• Task to complete: From the first line to the last, retype everything below exactly, minus the pictures.

▼

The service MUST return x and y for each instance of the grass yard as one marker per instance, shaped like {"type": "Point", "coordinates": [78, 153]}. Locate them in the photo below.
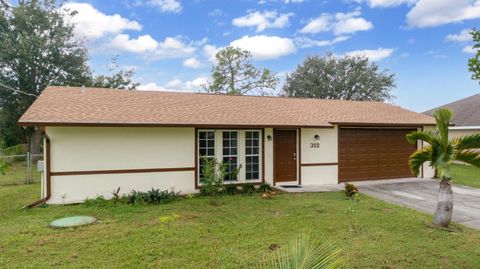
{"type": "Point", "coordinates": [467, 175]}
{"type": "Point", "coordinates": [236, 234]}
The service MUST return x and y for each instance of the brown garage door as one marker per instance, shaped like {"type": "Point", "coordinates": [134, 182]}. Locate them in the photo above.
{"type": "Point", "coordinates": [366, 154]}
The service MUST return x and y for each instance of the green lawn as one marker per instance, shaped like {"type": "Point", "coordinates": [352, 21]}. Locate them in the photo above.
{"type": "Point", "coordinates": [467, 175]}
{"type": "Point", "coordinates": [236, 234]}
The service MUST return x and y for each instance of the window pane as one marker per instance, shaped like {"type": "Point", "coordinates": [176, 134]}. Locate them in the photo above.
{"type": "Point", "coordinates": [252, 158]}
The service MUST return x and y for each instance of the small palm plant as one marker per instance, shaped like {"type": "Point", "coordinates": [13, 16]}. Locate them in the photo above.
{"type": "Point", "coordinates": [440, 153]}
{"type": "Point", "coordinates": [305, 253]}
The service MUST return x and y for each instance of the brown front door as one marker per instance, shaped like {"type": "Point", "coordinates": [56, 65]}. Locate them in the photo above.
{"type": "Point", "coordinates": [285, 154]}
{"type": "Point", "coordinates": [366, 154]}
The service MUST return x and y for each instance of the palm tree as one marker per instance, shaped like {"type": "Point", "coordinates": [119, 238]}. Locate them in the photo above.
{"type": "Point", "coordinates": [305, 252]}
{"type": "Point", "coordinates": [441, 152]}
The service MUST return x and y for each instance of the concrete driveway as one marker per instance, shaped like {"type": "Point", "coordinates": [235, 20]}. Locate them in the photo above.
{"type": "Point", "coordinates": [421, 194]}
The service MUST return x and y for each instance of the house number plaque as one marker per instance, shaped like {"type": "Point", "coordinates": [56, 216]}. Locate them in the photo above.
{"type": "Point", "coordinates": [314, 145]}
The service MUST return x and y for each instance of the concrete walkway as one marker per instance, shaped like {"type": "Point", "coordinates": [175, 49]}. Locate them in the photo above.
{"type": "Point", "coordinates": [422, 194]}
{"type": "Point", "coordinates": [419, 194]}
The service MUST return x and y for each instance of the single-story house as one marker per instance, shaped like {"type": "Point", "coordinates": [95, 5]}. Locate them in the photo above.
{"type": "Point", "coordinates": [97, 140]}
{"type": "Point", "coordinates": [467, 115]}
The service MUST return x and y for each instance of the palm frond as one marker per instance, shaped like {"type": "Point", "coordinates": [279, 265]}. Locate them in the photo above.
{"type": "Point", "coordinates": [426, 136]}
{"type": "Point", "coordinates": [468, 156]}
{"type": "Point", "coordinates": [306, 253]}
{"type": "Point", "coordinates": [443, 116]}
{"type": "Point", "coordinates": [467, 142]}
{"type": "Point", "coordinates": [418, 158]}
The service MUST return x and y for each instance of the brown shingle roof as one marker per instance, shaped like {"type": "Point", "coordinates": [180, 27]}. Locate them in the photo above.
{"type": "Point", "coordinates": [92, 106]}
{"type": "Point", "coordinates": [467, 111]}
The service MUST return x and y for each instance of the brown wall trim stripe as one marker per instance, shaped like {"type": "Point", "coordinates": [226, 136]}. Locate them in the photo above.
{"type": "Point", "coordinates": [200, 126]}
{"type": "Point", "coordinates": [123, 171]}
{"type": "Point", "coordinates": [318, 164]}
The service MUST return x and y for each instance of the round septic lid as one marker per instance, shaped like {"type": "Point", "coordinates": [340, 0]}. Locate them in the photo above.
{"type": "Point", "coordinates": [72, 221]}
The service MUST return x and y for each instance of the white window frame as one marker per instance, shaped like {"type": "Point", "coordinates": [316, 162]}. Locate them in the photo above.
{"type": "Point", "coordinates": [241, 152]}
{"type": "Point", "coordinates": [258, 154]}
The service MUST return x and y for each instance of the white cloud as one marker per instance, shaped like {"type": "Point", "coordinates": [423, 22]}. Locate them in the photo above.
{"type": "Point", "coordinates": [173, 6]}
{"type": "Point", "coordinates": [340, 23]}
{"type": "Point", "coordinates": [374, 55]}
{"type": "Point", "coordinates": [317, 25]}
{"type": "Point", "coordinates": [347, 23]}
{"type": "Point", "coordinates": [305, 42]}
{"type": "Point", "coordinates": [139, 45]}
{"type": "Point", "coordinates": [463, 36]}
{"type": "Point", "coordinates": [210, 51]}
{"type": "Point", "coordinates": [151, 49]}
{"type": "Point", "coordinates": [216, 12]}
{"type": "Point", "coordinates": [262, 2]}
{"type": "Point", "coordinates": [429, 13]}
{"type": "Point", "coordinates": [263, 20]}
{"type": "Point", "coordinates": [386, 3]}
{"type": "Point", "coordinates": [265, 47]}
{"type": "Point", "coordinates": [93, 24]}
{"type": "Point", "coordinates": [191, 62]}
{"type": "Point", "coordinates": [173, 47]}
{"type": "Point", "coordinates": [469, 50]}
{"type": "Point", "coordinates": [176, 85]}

▲

• Written solution:
The service MUST return x and y for each instance of the grass yard as one marker per instance, shaped like {"type": "Point", "coordinates": [78, 153]}. Locate them in the photo below.
{"type": "Point", "coordinates": [467, 175]}
{"type": "Point", "coordinates": [236, 234]}
The service MUST return x and y for each instance of the brown garage door as one marker per instance, shaped like {"type": "Point", "coordinates": [134, 182]}. Locate them in the photo above.
{"type": "Point", "coordinates": [366, 154]}
The service MUST return x and y for each instance of the green lawn as one marker per instance, shaped like {"type": "Point", "coordinates": [352, 21]}. Locate them in the photo above.
{"type": "Point", "coordinates": [467, 175]}
{"type": "Point", "coordinates": [236, 234]}
The service MUST return x and y for each instance of the window pane as one marker per instance, shaped like {"type": "Point", "coordinates": [176, 134]}. Locate them in the photo above.
{"type": "Point", "coordinates": [252, 158]}
The service MUST return x and y for each instance of the small palm plant as one marker per instance, shaped like {"type": "Point", "coordinates": [13, 16]}. Locate them in the photo above.
{"type": "Point", "coordinates": [440, 153]}
{"type": "Point", "coordinates": [305, 253]}
The service MUST return x and y for each instance of the brown front door as one marker per instance, shaped like {"type": "Point", "coordinates": [56, 65]}. Locate them in the photo above.
{"type": "Point", "coordinates": [285, 154]}
{"type": "Point", "coordinates": [366, 154]}
The service MUST return x and y for each instance of the palm tree as one marker per instance, shaped like {"type": "Point", "coordinates": [119, 238]}. Locate them in the photo above.
{"type": "Point", "coordinates": [305, 252]}
{"type": "Point", "coordinates": [441, 152]}
The service MUST return x and y for each instance of the concrete driveway as one marker per instance, shaped like {"type": "Point", "coordinates": [235, 20]}. Locate them in the photo above.
{"type": "Point", "coordinates": [421, 194]}
The service MUST return x and y for each instance of the house number plaque as one marker per instance, shaped like {"type": "Point", "coordinates": [56, 216]}. Locate them in the photo above.
{"type": "Point", "coordinates": [314, 145]}
The service MUST return x and y for each instance of the concrete walkway as one marker per instance, shaped like {"type": "Point", "coordinates": [175, 49]}. Locate them in the photo above.
{"type": "Point", "coordinates": [422, 194]}
{"type": "Point", "coordinates": [419, 194]}
The service MUST return x and y for each instance of the single-story house as one marker per instance, shaped like {"type": "Point", "coordinates": [95, 5]}. Locate them in the photo above.
{"type": "Point", "coordinates": [97, 140]}
{"type": "Point", "coordinates": [467, 115]}
The service MUST return x and y for each instance of the palm frond as one marker per instance, shaped like {"type": "Point", "coordinates": [279, 265]}. Locate them in the photo above.
{"type": "Point", "coordinates": [426, 136]}
{"type": "Point", "coordinates": [468, 156]}
{"type": "Point", "coordinates": [306, 253]}
{"type": "Point", "coordinates": [443, 116]}
{"type": "Point", "coordinates": [467, 142]}
{"type": "Point", "coordinates": [418, 158]}
The service MUST return x and y for each instance of the brown shingle roof as one marker per instance, shaped like {"type": "Point", "coordinates": [180, 27]}. Locate them in the photo above.
{"type": "Point", "coordinates": [92, 106]}
{"type": "Point", "coordinates": [467, 111]}
The service MUST return x and y for each instance of the brown wall trim stripe as one marker per instance, shaped like {"type": "Point", "coordinates": [226, 136]}. Locate them in the photo above.
{"type": "Point", "coordinates": [200, 126]}
{"type": "Point", "coordinates": [123, 171]}
{"type": "Point", "coordinates": [318, 164]}
The service MUST return x and y for each instance of the round septic lid as one marker per instance, shaped like {"type": "Point", "coordinates": [340, 0]}. Locate them in the photo above.
{"type": "Point", "coordinates": [72, 221]}
The service MUST return x and y for each instance of the white window frame as one marker per instance, shaped like {"type": "Point", "coordinates": [316, 162]}. Locate them in the photo above.
{"type": "Point", "coordinates": [241, 152]}
{"type": "Point", "coordinates": [258, 154]}
The service MUST return x and y for each instance of the white cloud as one marker per instance, shaped like {"type": "Point", "coordinates": [423, 22]}. Locate them in the photo above.
{"type": "Point", "coordinates": [173, 6]}
{"type": "Point", "coordinates": [340, 23]}
{"type": "Point", "coordinates": [374, 55]}
{"type": "Point", "coordinates": [317, 25]}
{"type": "Point", "coordinates": [347, 23]}
{"type": "Point", "coordinates": [305, 42]}
{"type": "Point", "coordinates": [139, 45]}
{"type": "Point", "coordinates": [463, 36]}
{"type": "Point", "coordinates": [210, 51]}
{"type": "Point", "coordinates": [151, 49]}
{"type": "Point", "coordinates": [216, 12]}
{"type": "Point", "coordinates": [262, 2]}
{"type": "Point", "coordinates": [429, 13]}
{"type": "Point", "coordinates": [263, 20]}
{"type": "Point", "coordinates": [386, 3]}
{"type": "Point", "coordinates": [265, 47]}
{"type": "Point", "coordinates": [93, 24]}
{"type": "Point", "coordinates": [191, 62]}
{"type": "Point", "coordinates": [173, 47]}
{"type": "Point", "coordinates": [469, 50]}
{"type": "Point", "coordinates": [176, 85]}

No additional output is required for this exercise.